◆ Soalnya
Apakah tiap pernyataan di bawah ini sesuai dengan tulisan tentang jeda? Jawab ya atau tidak, lalu kutip kata-kata dari tulisan itu yang menentukan jawabannya.
1. Sebelum pandemi, penulis bisa pergi ke alam setiap akhir pekan.
2. Menurut penulis, media sosial memberi pengalaman jeda yang sama seperti saat berlibur.
3. Istirahat yang dimaksud penulis hanyalah satu jam antara pukul 12.00 dan 13.00.

◆ Kutipan teks
_ _ _
Apa kabar kamu di bulan Desember ini?
Aku, baik-baik saja sambil duduk di teras rumah orangtuaku di kampung halaman.
Sejak Oktober lalu, di tengah sibuknya pekerjaan, kala itu aku ingat akan sebuah hal yaitu tentang istirahat. Istirahat maksudku di sini bukan sekedar menghabiskan satu jam di antara pukul 12.00 hingga pukul 13.00, melainkan istirahat dari banyak hal yang biasa kita kenal sebagai ‘jeda’. Aku termasuk salah satu orang yang sadar akan life balance, jadi biasanya aku sering mengambil jeda untuk bernapas dan merefleksikan apa yang telah aku lalui. Cara jeda yang biasa aku ambil cukup lumrah dilakukan. Biasanya ya liburan. Mungkin kamu juga?
Sebelum pandemi aku bisa setiap akhir pekan ke alam atau ke tempat yang berdekatan dengan alam. Datang ke alam membuatku merasa pulang, sebab alam selalu menerima semua asa yang ku bawa. Tahun ini agak berbeda. Semenjak pertengahan Maret aku cukup sulit menemukan cara untuk jeda seperti biasanya. Dengan banyaknya kegiatan yang menjadi lebih banyak dilakukan di rumah, aku sempat mencari cara rehat yang bisa dilakukan di rumah tapi rasanya seperti melarikan diri saja. Parahnya, media sosial menjadi seperti tempat baru untukku pergi menjelajah. Bukannya tidak baik. Namun, media sosial tidak menawarkan pengalaman ‘jeda’ yang sama ketika aku pergi berlibur, untuk bernapas dan merefleksikan diri.
_ _ _
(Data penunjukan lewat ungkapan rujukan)
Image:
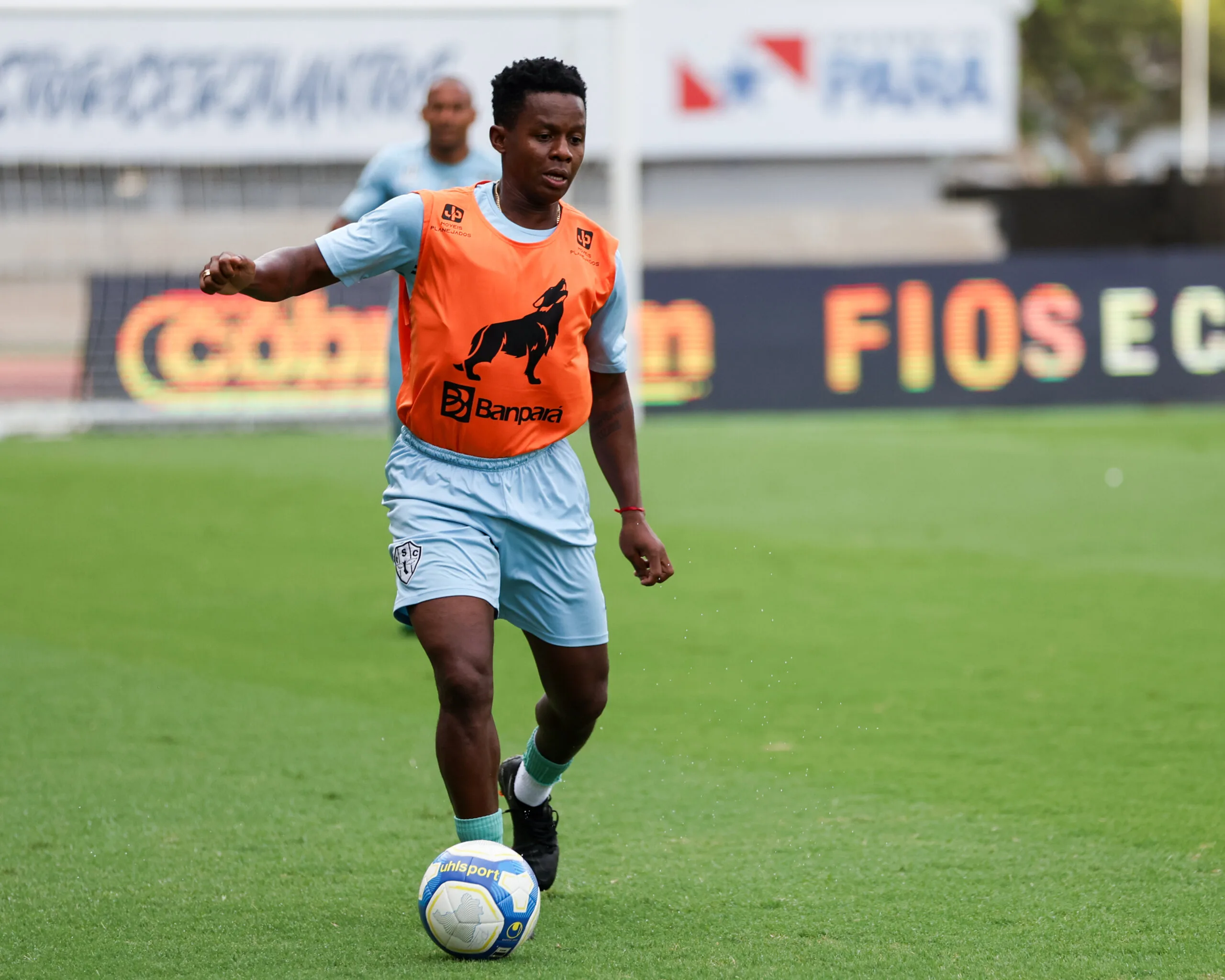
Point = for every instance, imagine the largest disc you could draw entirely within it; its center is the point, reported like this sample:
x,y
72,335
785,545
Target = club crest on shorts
x,y
406,555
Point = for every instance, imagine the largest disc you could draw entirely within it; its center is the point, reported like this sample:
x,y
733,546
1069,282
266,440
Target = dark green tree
x,y
1095,68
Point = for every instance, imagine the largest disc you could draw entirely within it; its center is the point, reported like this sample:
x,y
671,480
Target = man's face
x,y
543,151
449,113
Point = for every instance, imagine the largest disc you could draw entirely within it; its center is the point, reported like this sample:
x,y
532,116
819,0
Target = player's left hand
x,y
227,274
645,550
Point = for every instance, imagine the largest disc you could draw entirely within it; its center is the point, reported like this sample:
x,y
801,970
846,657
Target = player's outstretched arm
x,y
272,277
616,450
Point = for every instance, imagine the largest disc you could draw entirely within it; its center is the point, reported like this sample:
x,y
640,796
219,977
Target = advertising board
x,y
718,79
1040,330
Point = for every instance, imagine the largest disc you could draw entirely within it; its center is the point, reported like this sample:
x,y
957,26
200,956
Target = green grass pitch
x,y
925,699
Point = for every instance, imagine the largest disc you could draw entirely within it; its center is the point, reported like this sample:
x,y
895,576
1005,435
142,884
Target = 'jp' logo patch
x,y
406,555
457,401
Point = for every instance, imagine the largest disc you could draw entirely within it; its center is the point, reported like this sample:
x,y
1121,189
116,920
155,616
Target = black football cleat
x,y
536,827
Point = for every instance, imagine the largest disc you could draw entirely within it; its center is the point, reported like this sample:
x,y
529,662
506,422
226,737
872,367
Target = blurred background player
x,y
444,161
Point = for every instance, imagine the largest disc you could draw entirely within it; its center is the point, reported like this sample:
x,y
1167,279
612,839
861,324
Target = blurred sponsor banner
x,y
1053,329
776,78
160,341
157,340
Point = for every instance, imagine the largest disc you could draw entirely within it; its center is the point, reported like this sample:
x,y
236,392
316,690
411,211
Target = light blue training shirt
x,y
390,239
403,168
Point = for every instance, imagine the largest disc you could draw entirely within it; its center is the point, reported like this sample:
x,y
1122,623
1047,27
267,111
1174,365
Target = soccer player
x,y
512,318
444,161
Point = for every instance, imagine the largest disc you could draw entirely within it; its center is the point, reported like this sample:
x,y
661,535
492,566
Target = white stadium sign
x,y
714,79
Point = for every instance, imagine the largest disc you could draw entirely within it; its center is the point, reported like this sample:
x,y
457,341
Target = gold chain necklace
x,y
498,200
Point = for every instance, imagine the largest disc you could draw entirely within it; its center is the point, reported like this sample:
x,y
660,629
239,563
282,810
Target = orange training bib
x,y
491,337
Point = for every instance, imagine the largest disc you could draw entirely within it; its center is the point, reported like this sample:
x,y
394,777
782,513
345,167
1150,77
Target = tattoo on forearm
x,y
608,422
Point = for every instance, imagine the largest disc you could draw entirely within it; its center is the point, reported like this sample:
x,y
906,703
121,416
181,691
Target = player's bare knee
x,y
465,690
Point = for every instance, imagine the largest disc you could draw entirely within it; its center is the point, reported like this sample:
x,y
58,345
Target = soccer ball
x,y
479,901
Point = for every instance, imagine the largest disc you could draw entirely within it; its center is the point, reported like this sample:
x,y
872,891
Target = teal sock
x,y
539,768
480,828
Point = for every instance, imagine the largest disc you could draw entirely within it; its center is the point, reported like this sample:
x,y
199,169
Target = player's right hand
x,y
227,274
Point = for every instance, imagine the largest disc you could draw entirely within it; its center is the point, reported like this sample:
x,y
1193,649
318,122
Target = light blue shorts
x,y
513,532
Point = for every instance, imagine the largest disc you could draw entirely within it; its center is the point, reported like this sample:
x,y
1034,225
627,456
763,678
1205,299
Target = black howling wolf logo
x,y
531,336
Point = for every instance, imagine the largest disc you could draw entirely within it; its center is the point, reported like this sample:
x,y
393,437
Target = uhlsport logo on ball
x,y
479,901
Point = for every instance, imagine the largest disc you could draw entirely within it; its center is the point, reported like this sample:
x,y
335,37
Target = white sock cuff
x,y
528,791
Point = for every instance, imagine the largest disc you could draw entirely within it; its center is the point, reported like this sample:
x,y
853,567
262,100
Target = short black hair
x,y
512,85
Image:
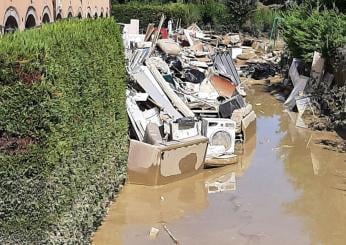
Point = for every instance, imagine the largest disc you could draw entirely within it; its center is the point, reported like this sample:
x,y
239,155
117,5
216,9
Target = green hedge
x,y
63,130
214,14
306,31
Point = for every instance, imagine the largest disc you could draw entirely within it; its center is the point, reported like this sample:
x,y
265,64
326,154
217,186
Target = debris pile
x,y
185,85
320,98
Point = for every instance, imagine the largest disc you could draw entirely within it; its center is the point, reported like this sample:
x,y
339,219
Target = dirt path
x,y
288,191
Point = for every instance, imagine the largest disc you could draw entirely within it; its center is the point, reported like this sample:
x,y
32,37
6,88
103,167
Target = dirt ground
x,y
289,189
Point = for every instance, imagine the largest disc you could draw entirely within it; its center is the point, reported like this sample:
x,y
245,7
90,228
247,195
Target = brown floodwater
x,y
288,191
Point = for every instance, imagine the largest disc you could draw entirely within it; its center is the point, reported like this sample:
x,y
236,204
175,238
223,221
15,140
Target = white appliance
x,y
221,135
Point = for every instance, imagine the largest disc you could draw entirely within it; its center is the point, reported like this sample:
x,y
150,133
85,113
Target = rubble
x,y
184,86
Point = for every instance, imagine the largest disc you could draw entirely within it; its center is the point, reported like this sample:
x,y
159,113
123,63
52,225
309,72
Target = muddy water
x,y
288,191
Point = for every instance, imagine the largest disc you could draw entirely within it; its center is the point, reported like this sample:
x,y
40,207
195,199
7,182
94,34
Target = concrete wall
x,y
30,13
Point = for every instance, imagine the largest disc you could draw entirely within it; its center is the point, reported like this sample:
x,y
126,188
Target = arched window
x,y
30,20
11,20
46,15
58,16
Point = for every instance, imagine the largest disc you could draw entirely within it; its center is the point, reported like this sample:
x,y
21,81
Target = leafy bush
x,y
63,130
262,19
239,11
214,14
307,31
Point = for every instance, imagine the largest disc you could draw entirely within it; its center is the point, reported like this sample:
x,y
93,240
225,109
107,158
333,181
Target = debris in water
x,y
221,184
153,233
170,234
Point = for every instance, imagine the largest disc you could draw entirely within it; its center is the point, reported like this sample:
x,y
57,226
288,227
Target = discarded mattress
x,y
165,163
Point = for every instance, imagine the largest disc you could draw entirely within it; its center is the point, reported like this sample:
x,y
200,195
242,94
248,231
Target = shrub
x,y
63,130
307,31
239,11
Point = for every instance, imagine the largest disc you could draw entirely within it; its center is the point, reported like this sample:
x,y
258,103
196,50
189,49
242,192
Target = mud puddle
x,y
288,191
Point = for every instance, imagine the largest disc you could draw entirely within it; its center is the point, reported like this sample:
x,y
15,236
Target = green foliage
x,y
63,130
262,19
307,31
239,10
212,13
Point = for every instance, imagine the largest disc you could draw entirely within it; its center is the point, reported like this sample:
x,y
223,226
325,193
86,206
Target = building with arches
x,y
26,14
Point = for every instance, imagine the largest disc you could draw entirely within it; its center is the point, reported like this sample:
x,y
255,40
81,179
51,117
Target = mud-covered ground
x,y
289,190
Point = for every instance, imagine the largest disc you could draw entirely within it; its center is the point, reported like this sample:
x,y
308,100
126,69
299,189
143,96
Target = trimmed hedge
x,y
63,130
214,14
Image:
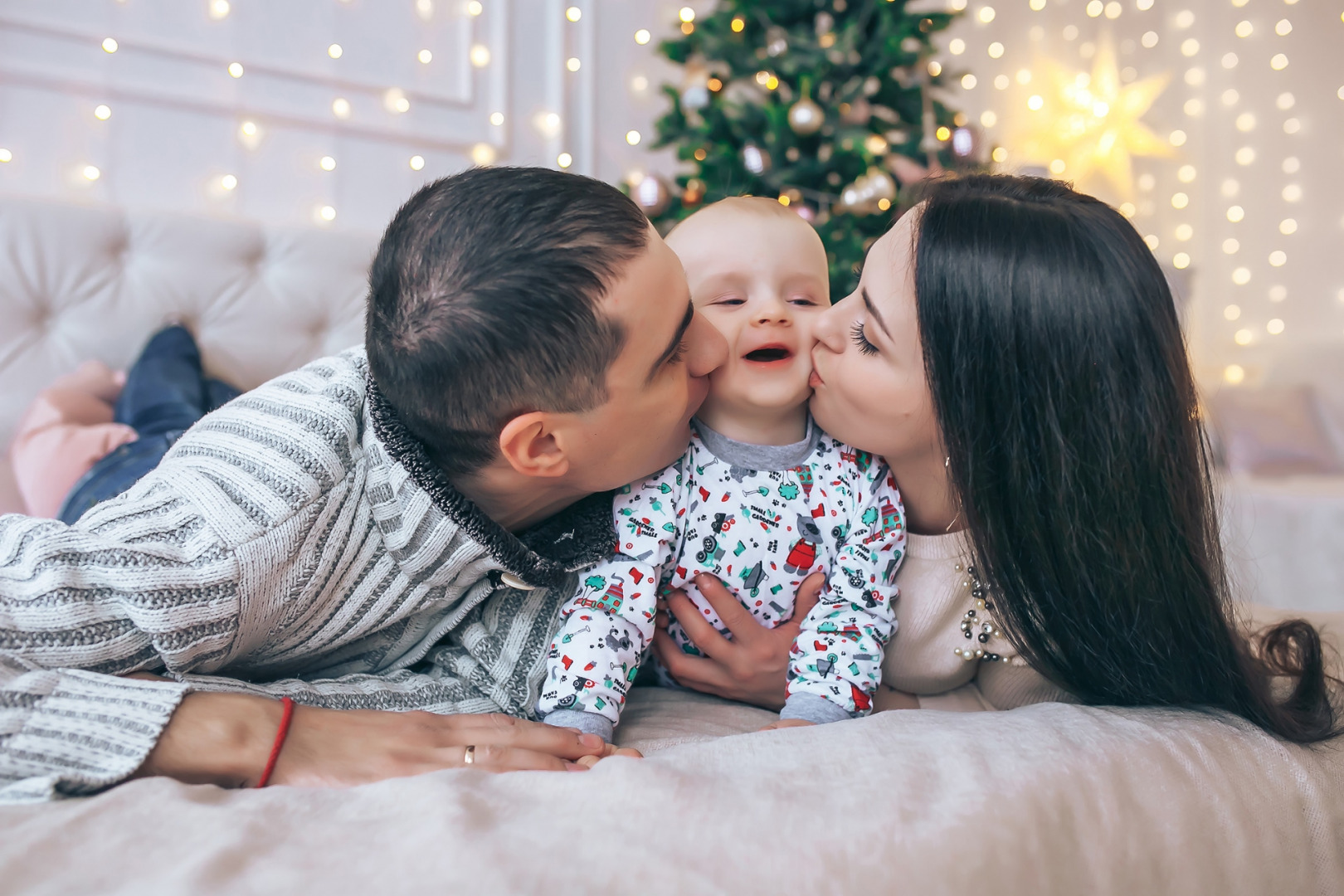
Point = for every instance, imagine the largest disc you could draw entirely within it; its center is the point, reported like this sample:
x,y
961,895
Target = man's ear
x,y
530,445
_ _ _
◆ Jawaban soal ini
1. Ya: "Sebelum pandemi aku bisa setiap akhir pekan ke alam atau ke tempat yang berdekatan dengan alam."
2. Tidak: "Namun, media sosial tidak menawarkan pengalaman ‘jeda’ yang sama ketika aku pergi berlibur, untuk bernapas dan merefleksikan diri."
3. Tidak: "Istirahat maksudku di sini bukan sekedar menghabiskan satu jam di antara pukul 12.00 hingga pukul 13.00"